What to work on:
The discussion below about the time period property offers several possible dividing points between the Roman Republic and the Roman Empire. List each date offered, along with the event the discussion ties to it.

Hello. I would like to have a discussion about the use of time period (P2348). To be honest I don't really understand the point of the property. It seems to have mostly a datation purpose ; for most items however we can narrow their timeframe to at least the century level, which is a more precise and, if anachronistic, at least more neutral way of dating. I personnaly abstain from using it, for a few reasons. First, it's often a purely modern division, without clear reference in Ancient litterature, and if it appears it's only in authors writing decades if not centuries after the events. Second, its use is problematic for individual whose life spanned across two of those divisions, e. g. Gnaeus Cornelius Scipio Asina (Q453853) as spent at least half, if not most, of his life in Early Roman Republic (Q2839628), yet he is only classified in Middle Roman Republic (Q6106068). Last but far from least, all the date chosen for the division are debatable, and I don't think it exists a clear consensus among historians (and we turn back on my first point) as to how we should — but should we? — divide Rome's inner chronology. Take High Roman Empire (Q787204): in French bibliography, it's absolutely not clear if it stops in 192, in 235 or in 284 and the name itself tend to be put aside. I would really like to have your thoughts about it. --Jahl de Vautban (talk) 15:34, 29 April 2020 (UTC)Reply

I would use only Roman Kingdom (Q201038) and Roman Republic (Q17167) and Roman Empire (Q2277), other subdivisions are often debated as you say. --Epìdosis 16:25, 29 April 2020 (UTC)Reply
The dividing point between the Republic & Empire is somewhat problematic: some mark it at 44 BC (death of Julius Caesar), some at 31 BC (Battle at Actium, when Augustus became sole ruler), some at 27 BC (when he initiated a series of reforms that became the basis for the Roman Empire), & an argument could even be made for AD 14 (when Augustus died -- by picking up the mantle of rule, Tiberius made it impossible for the polity to return to the Republican model: it had to be an empire).

Information provided:
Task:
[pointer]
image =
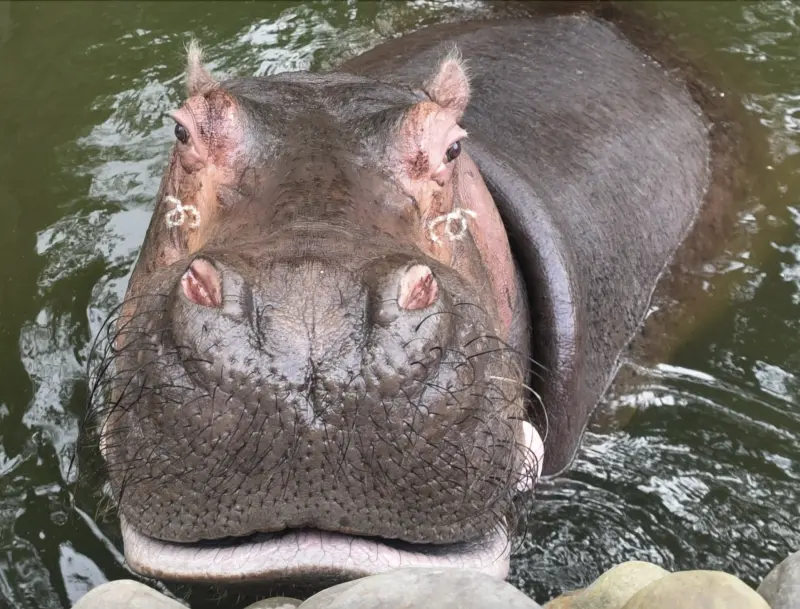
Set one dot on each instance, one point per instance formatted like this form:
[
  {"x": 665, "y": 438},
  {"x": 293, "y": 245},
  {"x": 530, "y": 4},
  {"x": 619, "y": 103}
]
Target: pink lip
[{"x": 296, "y": 553}]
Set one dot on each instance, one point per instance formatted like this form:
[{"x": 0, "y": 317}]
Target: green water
[{"x": 697, "y": 465}]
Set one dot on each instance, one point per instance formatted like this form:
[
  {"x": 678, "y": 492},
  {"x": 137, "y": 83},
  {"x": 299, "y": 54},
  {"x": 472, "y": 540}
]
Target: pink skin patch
[
  {"x": 418, "y": 288},
  {"x": 201, "y": 284}
]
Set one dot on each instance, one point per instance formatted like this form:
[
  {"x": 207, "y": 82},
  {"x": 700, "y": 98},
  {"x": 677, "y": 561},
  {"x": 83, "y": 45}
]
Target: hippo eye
[
  {"x": 453, "y": 152},
  {"x": 181, "y": 133}
]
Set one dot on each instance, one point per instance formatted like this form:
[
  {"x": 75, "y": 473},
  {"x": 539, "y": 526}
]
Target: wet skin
[{"x": 366, "y": 296}]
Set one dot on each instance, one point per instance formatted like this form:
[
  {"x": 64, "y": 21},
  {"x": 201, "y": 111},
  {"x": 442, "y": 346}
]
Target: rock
[
  {"x": 278, "y": 602},
  {"x": 323, "y": 600},
  {"x": 781, "y": 587},
  {"x": 697, "y": 590},
  {"x": 422, "y": 588},
  {"x": 126, "y": 594},
  {"x": 612, "y": 589},
  {"x": 564, "y": 601}
]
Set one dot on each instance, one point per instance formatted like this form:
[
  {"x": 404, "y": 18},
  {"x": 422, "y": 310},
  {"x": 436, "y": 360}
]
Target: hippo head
[{"x": 316, "y": 371}]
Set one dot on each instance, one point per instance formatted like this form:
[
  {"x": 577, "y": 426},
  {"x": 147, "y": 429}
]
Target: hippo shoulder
[{"x": 598, "y": 159}]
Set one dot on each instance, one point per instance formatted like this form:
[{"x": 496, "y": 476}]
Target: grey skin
[{"x": 314, "y": 381}]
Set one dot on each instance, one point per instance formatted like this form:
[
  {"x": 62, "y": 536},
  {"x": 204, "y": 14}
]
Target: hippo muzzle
[{"x": 311, "y": 372}]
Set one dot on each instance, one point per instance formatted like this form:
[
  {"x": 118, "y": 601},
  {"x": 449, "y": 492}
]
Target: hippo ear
[
  {"x": 449, "y": 87},
  {"x": 198, "y": 79}
]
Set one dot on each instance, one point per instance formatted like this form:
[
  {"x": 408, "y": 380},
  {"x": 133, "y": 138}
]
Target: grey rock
[
  {"x": 781, "y": 587},
  {"x": 697, "y": 590},
  {"x": 423, "y": 588},
  {"x": 126, "y": 594},
  {"x": 612, "y": 589},
  {"x": 278, "y": 602}
]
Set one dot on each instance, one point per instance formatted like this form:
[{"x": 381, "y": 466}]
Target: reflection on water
[{"x": 695, "y": 464}]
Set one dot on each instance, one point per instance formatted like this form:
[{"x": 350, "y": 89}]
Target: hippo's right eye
[
  {"x": 453, "y": 152},
  {"x": 181, "y": 133}
]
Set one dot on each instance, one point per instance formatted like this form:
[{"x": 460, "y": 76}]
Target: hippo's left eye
[
  {"x": 181, "y": 133},
  {"x": 453, "y": 152}
]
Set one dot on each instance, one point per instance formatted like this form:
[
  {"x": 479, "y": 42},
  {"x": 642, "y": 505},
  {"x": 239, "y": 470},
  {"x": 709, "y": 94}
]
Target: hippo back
[{"x": 598, "y": 159}]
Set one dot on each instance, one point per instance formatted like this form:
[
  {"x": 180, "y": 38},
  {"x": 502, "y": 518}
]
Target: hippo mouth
[
  {"x": 299, "y": 553},
  {"x": 270, "y": 557}
]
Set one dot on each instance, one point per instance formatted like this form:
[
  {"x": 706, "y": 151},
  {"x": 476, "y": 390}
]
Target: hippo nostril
[
  {"x": 201, "y": 284},
  {"x": 418, "y": 288}
]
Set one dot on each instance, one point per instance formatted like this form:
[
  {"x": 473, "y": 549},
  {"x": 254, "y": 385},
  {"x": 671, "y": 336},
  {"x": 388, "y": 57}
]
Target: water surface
[{"x": 695, "y": 465}]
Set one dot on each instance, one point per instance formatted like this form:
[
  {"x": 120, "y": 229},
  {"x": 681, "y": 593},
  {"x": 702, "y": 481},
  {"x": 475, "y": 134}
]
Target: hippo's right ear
[
  {"x": 198, "y": 79},
  {"x": 449, "y": 87}
]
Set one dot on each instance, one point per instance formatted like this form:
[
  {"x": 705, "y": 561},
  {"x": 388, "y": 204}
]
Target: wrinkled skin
[{"x": 372, "y": 304}]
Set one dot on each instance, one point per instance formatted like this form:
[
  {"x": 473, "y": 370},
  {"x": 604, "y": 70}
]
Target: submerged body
[{"x": 374, "y": 305}]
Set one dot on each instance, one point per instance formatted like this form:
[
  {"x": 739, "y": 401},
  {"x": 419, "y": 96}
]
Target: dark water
[{"x": 697, "y": 465}]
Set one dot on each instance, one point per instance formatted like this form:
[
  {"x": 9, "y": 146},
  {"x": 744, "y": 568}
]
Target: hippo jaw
[
  {"x": 304, "y": 553},
  {"x": 311, "y": 372}
]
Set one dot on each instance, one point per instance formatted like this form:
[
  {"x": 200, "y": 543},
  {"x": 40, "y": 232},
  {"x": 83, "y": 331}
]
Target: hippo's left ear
[{"x": 449, "y": 87}]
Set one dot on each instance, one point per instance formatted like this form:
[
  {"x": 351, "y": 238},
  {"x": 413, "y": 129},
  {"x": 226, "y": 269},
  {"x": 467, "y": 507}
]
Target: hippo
[{"x": 375, "y": 304}]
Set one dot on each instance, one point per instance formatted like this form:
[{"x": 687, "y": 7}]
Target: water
[{"x": 695, "y": 465}]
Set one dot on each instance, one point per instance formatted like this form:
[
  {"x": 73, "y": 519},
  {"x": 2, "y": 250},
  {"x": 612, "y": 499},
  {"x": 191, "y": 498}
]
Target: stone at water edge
[
  {"x": 564, "y": 601},
  {"x": 424, "y": 588},
  {"x": 279, "y": 602},
  {"x": 125, "y": 594},
  {"x": 781, "y": 587},
  {"x": 697, "y": 590},
  {"x": 613, "y": 588}
]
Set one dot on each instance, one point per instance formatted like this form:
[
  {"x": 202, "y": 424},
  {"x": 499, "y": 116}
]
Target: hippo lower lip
[{"x": 274, "y": 557}]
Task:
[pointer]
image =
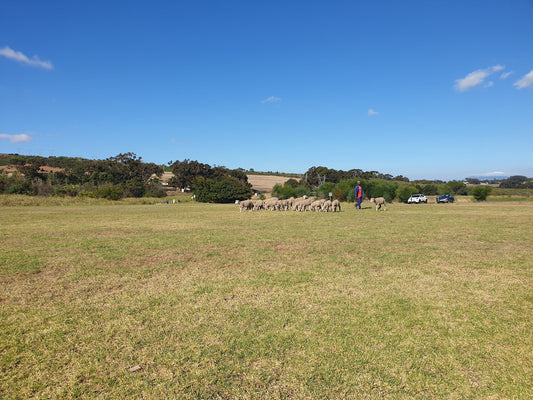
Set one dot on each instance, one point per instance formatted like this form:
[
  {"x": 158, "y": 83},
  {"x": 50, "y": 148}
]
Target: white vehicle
[{"x": 417, "y": 199}]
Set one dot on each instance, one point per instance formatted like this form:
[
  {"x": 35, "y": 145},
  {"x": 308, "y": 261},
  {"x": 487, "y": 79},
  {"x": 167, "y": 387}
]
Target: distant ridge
[{"x": 489, "y": 178}]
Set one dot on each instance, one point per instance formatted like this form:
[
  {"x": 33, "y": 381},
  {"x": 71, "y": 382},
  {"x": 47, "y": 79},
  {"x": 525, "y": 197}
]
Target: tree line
[
  {"x": 127, "y": 175},
  {"x": 124, "y": 175}
]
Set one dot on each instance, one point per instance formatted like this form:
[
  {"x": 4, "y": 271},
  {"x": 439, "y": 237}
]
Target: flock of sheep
[{"x": 300, "y": 204}]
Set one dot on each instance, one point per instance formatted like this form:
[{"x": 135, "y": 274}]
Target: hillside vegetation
[{"x": 200, "y": 301}]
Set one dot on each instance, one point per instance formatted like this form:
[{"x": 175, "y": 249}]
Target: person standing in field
[{"x": 359, "y": 193}]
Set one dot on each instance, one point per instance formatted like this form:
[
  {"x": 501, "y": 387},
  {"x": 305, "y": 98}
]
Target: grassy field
[{"x": 425, "y": 302}]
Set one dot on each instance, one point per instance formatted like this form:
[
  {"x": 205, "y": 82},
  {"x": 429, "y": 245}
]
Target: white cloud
[
  {"x": 23, "y": 138},
  {"x": 506, "y": 75},
  {"x": 476, "y": 78},
  {"x": 526, "y": 81},
  {"x": 271, "y": 99},
  {"x": 18, "y": 56}
]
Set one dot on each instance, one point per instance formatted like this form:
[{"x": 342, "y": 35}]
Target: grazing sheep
[
  {"x": 316, "y": 205},
  {"x": 283, "y": 205},
  {"x": 379, "y": 202}
]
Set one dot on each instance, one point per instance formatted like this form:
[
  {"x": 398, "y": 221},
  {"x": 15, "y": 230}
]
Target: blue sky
[{"x": 426, "y": 89}]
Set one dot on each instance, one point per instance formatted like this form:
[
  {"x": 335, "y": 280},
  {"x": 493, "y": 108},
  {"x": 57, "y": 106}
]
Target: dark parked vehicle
[{"x": 445, "y": 198}]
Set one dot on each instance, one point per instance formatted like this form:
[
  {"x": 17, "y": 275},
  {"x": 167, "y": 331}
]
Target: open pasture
[{"x": 429, "y": 302}]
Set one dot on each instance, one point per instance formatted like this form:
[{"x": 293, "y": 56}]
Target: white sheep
[{"x": 379, "y": 202}]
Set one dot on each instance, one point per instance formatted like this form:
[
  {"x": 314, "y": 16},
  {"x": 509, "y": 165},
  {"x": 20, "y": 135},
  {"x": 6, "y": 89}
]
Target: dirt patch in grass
[{"x": 265, "y": 183}]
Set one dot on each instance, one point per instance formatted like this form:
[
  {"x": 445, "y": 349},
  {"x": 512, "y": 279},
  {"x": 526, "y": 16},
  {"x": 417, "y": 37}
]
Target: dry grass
[
  {"x": 265, "y": 183},
  {"x": 430, "y": 301}
]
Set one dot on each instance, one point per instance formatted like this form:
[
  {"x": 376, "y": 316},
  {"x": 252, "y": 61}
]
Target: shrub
[
  {"x": 225, "y": 190},
  {"x": 156, "y": 192},
  {"x": 480, "y": 193}
]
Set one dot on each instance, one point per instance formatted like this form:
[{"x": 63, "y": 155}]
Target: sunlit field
[{"x": 201, "y": 301}]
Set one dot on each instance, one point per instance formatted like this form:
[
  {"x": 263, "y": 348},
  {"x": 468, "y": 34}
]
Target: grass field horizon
[{"x": 429, "y": 302}]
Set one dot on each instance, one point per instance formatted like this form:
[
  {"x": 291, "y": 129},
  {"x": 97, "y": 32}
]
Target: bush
[
  {"x": 156, "y": 192},
  {"x": 480, "y": 193},
  {"x": 68, "y": 190},
  {"x": 405, "y": 191}
]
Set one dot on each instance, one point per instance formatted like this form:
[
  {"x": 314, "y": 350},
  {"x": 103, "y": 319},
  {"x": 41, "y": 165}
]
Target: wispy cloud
[
  {"x": 271, "y": 99},
  {"x": 476, "y": 78},
  {"x": 526, "y": 81},
  {"x": 506, "y": 75},
  {"x": 22, "y": 138},
  {"x": 20, "y": 57}
]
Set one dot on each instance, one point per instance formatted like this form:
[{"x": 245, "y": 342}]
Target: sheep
[
  {"x": 283, "y": 205},
  {"x": 316, "y": 205},
  {"x": 379, "y": 202},
  {"x": 258, "y": 205}
]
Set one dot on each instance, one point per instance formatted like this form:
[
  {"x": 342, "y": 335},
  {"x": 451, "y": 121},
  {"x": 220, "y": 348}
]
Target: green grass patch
[{"x": 430, "y": 302}]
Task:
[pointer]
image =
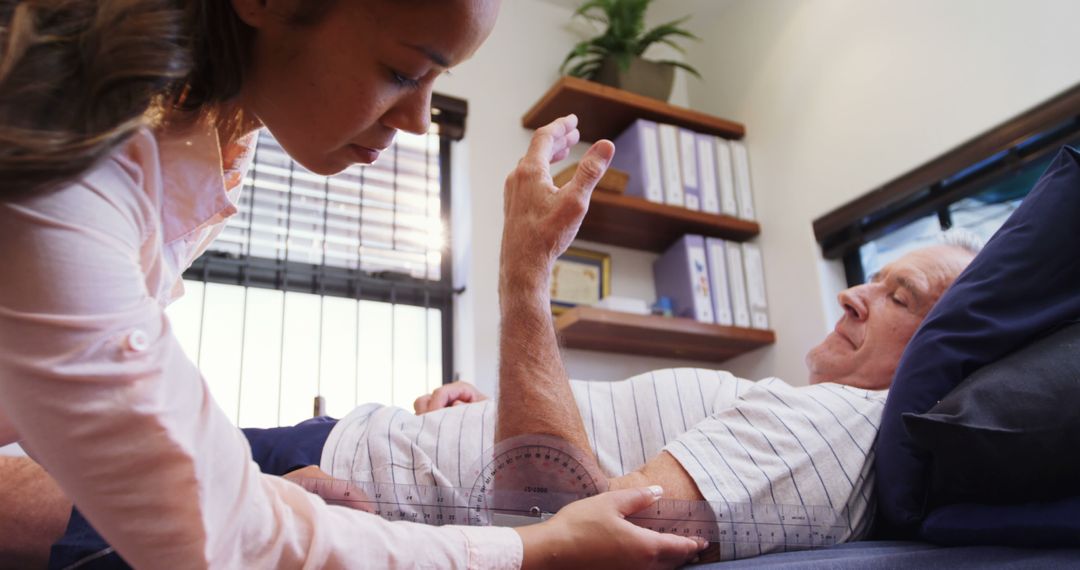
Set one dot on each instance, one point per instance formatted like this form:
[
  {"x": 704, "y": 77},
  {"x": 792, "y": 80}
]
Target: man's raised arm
[{"x": 540, "y": 221}]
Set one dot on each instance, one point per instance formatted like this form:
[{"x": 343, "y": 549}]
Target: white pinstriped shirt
[{"x": 742, "y": 442}]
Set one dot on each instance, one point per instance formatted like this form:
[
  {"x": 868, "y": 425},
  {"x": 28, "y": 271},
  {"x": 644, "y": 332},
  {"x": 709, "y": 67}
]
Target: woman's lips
[{"x": 364, "y": 154}]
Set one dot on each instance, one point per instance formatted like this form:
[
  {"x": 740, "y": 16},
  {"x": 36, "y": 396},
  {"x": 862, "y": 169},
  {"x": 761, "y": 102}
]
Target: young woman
[{"x": 125, "y": 127}]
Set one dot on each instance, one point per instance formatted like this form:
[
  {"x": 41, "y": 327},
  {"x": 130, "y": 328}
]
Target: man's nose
[{"x": 853, "y": 301}]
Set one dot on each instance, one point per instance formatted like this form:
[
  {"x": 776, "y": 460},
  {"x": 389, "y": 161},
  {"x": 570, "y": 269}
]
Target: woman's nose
[{"x": 412, "y": 113}]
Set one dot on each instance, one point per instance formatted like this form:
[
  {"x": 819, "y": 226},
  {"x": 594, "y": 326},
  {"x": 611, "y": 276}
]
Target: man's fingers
[
  {"x": 542, "y": 146},
  {"x": 591, "y": 168}
]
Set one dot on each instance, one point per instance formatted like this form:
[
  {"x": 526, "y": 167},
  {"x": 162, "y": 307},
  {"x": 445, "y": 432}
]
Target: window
[
  {"x": 336, "y": 286},
  {"x": 975, "y": 187}
]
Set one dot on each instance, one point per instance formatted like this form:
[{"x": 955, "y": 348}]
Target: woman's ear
[{"x": 254, "y": 12}]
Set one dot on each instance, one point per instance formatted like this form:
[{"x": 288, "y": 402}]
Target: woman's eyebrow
[{"x": 436, "y": 57}]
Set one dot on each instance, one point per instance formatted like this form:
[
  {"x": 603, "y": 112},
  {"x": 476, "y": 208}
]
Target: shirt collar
[{"x": 196, "y": 189}]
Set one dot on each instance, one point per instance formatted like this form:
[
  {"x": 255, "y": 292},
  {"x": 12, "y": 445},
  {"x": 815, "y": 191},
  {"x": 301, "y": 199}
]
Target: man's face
[{"x": 880, "y": 316}]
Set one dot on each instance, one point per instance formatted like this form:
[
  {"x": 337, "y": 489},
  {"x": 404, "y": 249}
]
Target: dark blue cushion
[
  {"x": 1025, "y": 283},
  {"x": 1006, "y": 435},
  {"x": 1033, "y": 525}
]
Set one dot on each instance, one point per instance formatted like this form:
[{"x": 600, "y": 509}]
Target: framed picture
[{"x": 580, "y": 276}]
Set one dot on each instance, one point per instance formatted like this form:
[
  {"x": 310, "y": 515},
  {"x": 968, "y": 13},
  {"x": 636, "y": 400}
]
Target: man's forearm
[{"x": 535, "y": 394}]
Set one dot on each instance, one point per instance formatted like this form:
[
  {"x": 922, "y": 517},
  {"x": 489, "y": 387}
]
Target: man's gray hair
[{"x": 966, "y": 240}]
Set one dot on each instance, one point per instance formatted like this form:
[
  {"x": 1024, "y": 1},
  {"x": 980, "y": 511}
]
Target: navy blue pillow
[
  {"x": 1031, "y": 525},
  {"x": 1007, "y": 434},
  {"x": 1025, "y": 283}
]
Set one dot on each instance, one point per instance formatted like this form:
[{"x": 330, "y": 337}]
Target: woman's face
[{"x": 335, "y": 92}]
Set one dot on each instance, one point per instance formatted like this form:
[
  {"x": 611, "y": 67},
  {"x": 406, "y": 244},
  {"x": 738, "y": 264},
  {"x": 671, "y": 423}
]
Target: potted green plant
[{"x": 615, "y": 56}]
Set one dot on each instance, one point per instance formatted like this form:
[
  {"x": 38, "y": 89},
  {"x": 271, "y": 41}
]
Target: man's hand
[
  {"x": 594, "y": 533},
  {"x": 541, "y": 219},
  {"x": 540, "y": 222},
  {"x": 453, "y": 394}
]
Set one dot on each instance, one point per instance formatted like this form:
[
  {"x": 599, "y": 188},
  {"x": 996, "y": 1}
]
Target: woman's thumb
[{"x": 630, "y": 501}]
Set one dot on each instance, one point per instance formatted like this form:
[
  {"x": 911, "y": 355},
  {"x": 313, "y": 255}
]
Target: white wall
[{"x": 839, "y": 96}]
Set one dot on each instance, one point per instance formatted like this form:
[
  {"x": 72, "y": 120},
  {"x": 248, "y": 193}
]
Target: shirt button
[{"x": 138, "y": 340}]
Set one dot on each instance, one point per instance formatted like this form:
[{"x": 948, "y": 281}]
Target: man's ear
[{"x": 254, "y": 12}]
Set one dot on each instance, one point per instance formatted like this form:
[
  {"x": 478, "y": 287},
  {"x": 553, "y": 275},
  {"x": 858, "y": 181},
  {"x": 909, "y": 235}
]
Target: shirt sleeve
[
  {"x": 807, "y": 447},
  {"x": 102, "y": 394}
]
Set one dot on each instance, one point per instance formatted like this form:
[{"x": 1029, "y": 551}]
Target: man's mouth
[{"x": 847, "y": 339}]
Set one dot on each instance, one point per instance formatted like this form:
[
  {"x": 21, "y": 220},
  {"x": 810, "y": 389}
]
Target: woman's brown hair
[{"x": 79, "y": 77}]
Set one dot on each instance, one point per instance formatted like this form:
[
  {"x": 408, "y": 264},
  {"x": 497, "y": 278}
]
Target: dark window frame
[{"x": 959, "y": 173}]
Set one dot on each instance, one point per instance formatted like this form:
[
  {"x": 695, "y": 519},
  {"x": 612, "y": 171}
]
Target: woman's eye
[{"x": 404, "y": 81}]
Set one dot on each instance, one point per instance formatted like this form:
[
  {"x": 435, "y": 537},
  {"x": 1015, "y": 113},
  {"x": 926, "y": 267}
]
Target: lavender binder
[
  {"x": 682, "y": 274},
  {"x": 637, "y": 153}
]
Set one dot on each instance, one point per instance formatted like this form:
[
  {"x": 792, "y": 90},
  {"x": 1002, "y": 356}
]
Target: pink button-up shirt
[{"x": 95, "y": 387}]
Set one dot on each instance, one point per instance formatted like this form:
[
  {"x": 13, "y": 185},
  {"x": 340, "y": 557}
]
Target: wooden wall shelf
[
  {"x": 604, "y": 111},
  {"x": 637, "y": 224},
  {"x": 599, "y": 329}
]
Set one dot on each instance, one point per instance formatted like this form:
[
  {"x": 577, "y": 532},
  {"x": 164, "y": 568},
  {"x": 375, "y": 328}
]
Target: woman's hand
[
  {"x": 540, "y": 219},
  {"x": 594, "y": 533},
  {"x": 453, "y": 394}
]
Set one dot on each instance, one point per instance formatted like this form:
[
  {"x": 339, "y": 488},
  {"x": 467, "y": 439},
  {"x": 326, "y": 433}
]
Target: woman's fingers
[{"x": 630, "y": 501}]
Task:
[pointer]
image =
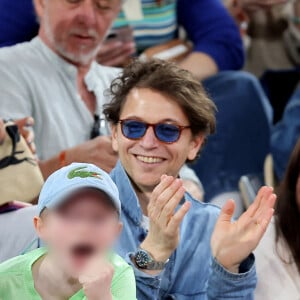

Response below:
- 44 BC: the death of Julius Caesar
- 31 BC: the Battle at Actium, when Augustus became sole ruler
- 27 BC: when Augustus initiated a series of reforms that became the basis for the Roman Empire
- AD 14: when Augustus died and Tiberius picked up the mantle of rule